### OBJECTIVE 1
Print the section of the dynamic positioning passage starting with "It should be" and going on through "computer readable instructions.", word for word.

>> START PROVIDED PASSAGE

It should be understood that FIG. 2 and the description above are intended to provide a brief, general description of a suitable environment in which the various aspects of some embodiments of the present disclosure can be implemented. While the description refers to computer-readable instructions, embodiments of the present disclosure also can be implemented in combination with other program modules and/or as a combination of hardware and software in addition to, or instead of, computer readable instructions.

The term “application,” or variants thereof, is used expansively herein to include routines, program modules, programs, components, data structures, algorithms, and the like. Applications can be implemented on various system configurations, including single-processor or multiprocessor systems, minicomputers, mainframe computers, personal computers, hand-held computing devices, microprocessor-based, programmable consumer electronics, combinations thereof, and the like.

The applications 184 include an observer application 222, a wave filter application 224, a control application 226, and a thrust allocation application 228, described in further detail below.

Referring to FIG. 1, the observer application 222 uses system control inputs and sequential measurements (e.g. measurement signal 115 received from the measurement system 110) to estimate the varying states of the DP system 100. For example, the DP controller 120 receives position and heading data transmitted from measurement system 110 via the measurement signal 115.

The observer application 222 uses the measurement signal 115 to estimate vessel position and heading, vessel velocity, vessel rate of turn and environmental forces acting on the vessel. This sensor/data fusion approach allows the observer application 222 to calculate the best estimate of position and heading for the vessel and an estimate of the weather forces acting on the vessel. The observer application 222 may be implemented as a single program, which provides estimates for the surge, sway, and yaw axes, as individual programs for each axis, or a combination thereof.

The observer application 222 includes a time-based method for determining the heading and position of the vessel in a two-step process, i.e., a prediction step and a weighted average step. In the prediction step, the observer application 222 produces an estimate of the state variables (e.g., positions, velocities and environmental forces), along with their uncertainties for a current time cycle. Once the measurements from the next time cycle are observed, the estimate is updated using a weighted average of the measurement device values. The weights are calculated from a measure of the estimated uncertainty of the prediction of the system's state and the estimated uncertainty of the measurements. The result of the weighted average is a new state estimate that lies between the predicted and measured state.

In certain embodiments, the observer application 222 includes the wave filter application 224, which removes the measurement noise associated with the frequency of waves passing the vessel, i.e. wave motions, received from the measurement system 110. Wave motions are oscillatory, for example, as a crest of a wave passes the vessel, the vessel is moved in a direction, then as a trough of the wave passes the vessel moves back in an opposite direction. Therefore, the vessel moves in an oscillatory motion about a fixed point. Such oscillatory motion may be removed from the vessel condition data to ensure that the control application 226 does not calculate large oscillating thruster force demands.

In certain embodiments, the observer application 222 operates in the form of a Kalman filter or other LQE program.

>> END PROVIDED PASSAGE
>> START LISTING

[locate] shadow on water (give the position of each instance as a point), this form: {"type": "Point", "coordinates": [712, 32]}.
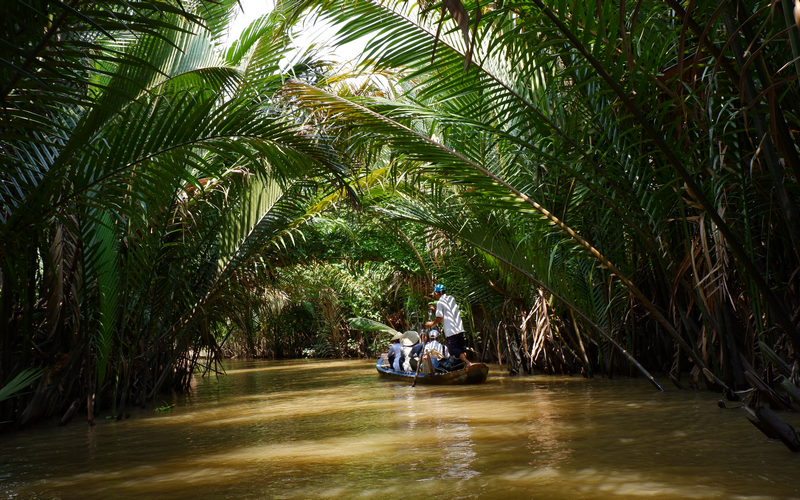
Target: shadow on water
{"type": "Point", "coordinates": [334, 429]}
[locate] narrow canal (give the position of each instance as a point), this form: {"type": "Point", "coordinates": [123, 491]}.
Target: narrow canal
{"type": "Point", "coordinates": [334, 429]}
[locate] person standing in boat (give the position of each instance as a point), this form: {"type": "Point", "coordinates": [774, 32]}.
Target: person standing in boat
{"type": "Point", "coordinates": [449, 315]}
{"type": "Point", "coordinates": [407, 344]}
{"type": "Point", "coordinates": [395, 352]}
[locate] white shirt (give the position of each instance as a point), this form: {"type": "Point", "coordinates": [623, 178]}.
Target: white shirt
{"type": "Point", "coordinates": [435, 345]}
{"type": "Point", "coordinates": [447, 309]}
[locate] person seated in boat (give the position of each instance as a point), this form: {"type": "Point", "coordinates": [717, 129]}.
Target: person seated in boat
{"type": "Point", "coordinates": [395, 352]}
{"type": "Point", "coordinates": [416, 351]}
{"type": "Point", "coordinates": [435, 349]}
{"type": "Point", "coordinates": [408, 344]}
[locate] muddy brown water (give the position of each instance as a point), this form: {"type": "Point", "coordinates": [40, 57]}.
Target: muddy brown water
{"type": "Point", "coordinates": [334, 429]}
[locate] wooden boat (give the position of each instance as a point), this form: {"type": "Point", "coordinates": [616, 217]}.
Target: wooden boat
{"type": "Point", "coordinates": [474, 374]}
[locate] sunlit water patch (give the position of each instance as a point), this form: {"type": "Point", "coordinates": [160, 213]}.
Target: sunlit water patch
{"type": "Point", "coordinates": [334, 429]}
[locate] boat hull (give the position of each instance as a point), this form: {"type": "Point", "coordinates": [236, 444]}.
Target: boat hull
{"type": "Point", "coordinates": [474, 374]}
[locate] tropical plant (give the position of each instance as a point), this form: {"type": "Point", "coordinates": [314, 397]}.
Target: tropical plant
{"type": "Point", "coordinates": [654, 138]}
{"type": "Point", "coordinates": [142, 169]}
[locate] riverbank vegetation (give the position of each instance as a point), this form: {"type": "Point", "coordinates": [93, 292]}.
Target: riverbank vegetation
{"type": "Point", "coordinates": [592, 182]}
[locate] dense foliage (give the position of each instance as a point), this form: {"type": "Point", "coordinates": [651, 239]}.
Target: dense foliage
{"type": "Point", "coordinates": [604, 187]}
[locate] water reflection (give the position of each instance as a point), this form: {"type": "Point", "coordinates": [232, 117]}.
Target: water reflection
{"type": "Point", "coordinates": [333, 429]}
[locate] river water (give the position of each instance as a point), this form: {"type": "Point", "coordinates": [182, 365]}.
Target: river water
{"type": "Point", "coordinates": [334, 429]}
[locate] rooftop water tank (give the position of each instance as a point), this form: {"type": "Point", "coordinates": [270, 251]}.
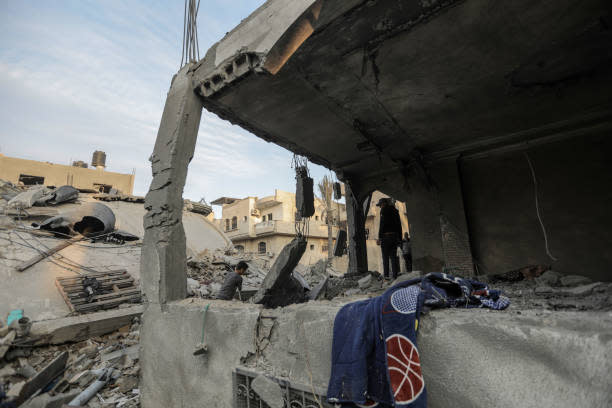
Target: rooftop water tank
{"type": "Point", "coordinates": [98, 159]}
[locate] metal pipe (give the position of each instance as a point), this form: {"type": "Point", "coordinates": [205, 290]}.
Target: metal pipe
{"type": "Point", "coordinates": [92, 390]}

>> END LISTING
>> START LISTING

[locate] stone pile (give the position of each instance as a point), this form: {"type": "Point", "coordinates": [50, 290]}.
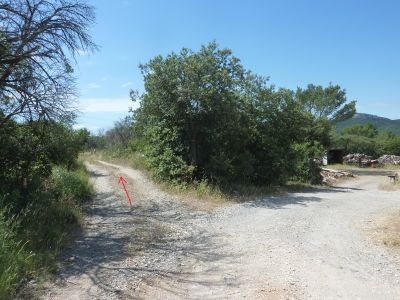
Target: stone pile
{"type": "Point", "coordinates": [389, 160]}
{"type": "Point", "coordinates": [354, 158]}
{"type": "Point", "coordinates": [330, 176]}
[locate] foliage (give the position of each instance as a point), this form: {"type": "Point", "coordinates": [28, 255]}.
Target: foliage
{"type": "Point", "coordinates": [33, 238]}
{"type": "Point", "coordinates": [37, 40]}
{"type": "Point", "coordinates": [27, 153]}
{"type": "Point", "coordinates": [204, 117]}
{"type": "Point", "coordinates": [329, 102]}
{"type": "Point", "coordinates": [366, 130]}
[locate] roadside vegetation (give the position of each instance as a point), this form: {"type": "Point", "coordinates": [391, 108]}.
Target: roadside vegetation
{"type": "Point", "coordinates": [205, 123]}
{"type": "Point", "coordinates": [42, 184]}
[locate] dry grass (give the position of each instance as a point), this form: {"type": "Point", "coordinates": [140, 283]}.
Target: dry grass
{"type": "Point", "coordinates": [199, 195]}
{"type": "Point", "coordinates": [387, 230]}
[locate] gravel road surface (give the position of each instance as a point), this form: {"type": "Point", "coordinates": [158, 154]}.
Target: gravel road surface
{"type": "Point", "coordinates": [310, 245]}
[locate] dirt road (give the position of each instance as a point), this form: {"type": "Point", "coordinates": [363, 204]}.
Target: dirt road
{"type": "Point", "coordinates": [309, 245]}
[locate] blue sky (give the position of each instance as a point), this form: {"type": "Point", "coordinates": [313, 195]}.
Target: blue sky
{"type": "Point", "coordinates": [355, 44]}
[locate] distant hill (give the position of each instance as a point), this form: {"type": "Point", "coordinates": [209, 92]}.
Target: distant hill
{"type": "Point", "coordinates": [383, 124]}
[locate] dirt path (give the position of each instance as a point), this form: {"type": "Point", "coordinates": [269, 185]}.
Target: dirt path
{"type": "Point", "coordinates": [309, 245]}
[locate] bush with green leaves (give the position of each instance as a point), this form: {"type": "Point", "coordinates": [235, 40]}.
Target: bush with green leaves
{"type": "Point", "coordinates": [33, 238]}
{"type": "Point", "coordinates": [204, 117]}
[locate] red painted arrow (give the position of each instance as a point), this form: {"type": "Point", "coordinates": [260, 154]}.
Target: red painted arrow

>> END LISTING

### OBJECTIVE 2
Output the lines of the listing starting with the line with "[locate] dirt road" and going on through the line with "Target: red painted arrow", unchanged.

### EXERCISE OUTPUT 1
It should be understood that FIG. 2 and the description above are intended to provide a brief, general description of a suitable environment in which the various aspects of some embodiments of the present disclosure can be implemented. While the description refers to computer-readable instructions, embodiments of the present disclosure also can be implemented in combination with other program modules and/or as a combination of hardware and software in addition to, or instead of, computer readable instructions.

### EXERCISE OUTPUT 2
[locate] dirt road (give the position of each instance as a point), this form: {"type": "Point", "coordinates": [363, 204]}.
Target: dirt road
{"type": "Point", "coordinates": [309, 245]}
[locate] blue sky (give the position of each instance as a point), this form: {"type": "Point", "coordinates": [313, 195]}.
Target: blue sky
{"type": "Point", "coordinates": [355, 44]}
[locate] distant hill (give the position of each instance as a point), this form: {"type": "Point", "coordinates": [209, 92]}.
Target: distant hill
{"type": "Point", "coordinates": [383, 124]}
[locate] dirt path (give the position of each instance as a point), this form: {"type": "Point", "coordinates": [269, 185]}.
Target: dirt path
{"type": "Point", "coordinates": [309, 245]}
[locate] bush with green leaves (give the position of each instance as a point), this form: {"type": "Point", "coordinates": [235, 40]}.
Target: bush with green leaves
{"type": "Point", "coordinates": [33, 238]}
{"type": "Point", "coordinates": [204, 117]}
[locate] red painted arrow (give the position of each instance as a point), this form: {"type": "Point", "coordinates": [260, 154]}.
Target: red painted arrow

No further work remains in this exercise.